Reading passage
----------------------------------------
Intercepting method calls

M

Matt Leslie

I want to write a package to simulate a distributed system with objects
at various locations interacting with each other. What I'd like to do is
simulate network delays between distant objects using an event queue.

That is, when I call A.B(foo), I want this call to be intercepted
somehow, and the call to B added to a central event queue thread, and is
called later, possibly after other previously enqued method calls. The
central queue would also do some accounting to keep track of things like
messages sent, message size, etc.

The idea is that you just write these objects as if they were local
objects communicating normally, and all the network simulation is done
for you transparently - perhaps by some 'NetworkObject' superclass.

I took a look at the language reference and it is not immediately clear
to me how or if I could do this in Python, perhaps I need to override
the __call__ methods for all the instancemethods in the class? I'm not
even sure how I could do this... Any help or suggestions appreciated.
----------------------------------------
Stored data
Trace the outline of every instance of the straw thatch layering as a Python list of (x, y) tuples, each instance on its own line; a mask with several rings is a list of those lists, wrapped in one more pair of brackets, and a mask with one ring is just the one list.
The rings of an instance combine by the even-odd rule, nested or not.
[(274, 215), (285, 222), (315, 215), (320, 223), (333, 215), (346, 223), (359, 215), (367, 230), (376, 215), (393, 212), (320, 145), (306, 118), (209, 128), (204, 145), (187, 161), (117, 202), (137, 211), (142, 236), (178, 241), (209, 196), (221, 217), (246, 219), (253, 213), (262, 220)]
----------------------------------------
Goal 1
Answer these questions using the post on intercepting method calls:
(a) What would the central queue keep track of?
(b) What name does the writer suggest for a superclass that could do the network simulation?
(c) What does the writer wonder about overriding?
Goal 2
Carry the post on intercepting method calls further, starting after its last sentence.
The listing has no connection to the post on intercepting method calls.

Task output 1
(a) Things like messages sent and message size.
(b) 'NetworkObject'.
(c) The __call__ methods for all the instancemethods in the class.

Task output 2
Thanks,
Matt
 
D

Diez B. Roggisch

Matt said:
I took a look at the language reference and it is not immediately clear
to me how or if I could do this in Python, perhaps I need to override
the __call__ methods for all the instancemethods in the class? I'm not
even sure how I could do this... Any help or suggestions appreciated.

A way to accomplish this is the usage of metaclasses. A metaclass gives you
a sort of callback that gets invoked with the classname, the base classes
and the class dictionary before the actual class object is created. Here
you then can creat wrappers around all callables that implement your
desired behaviour.


See this reciepe:

http://aspn.activestate.com/ASPN/Cookbook/Python/Recipe/198078
 
M

Matt Leslie

Diez said:
A way to accomplish this is the usage of metaclasses. A metaclass gives you
a sort of callback that gets invoked with the classname, the base classes
and the class dictionary before the actual class object is created. Here
you then can creat wrappers around all callables that implement your
desired behaviour.

Thanks, I'll take a look at that.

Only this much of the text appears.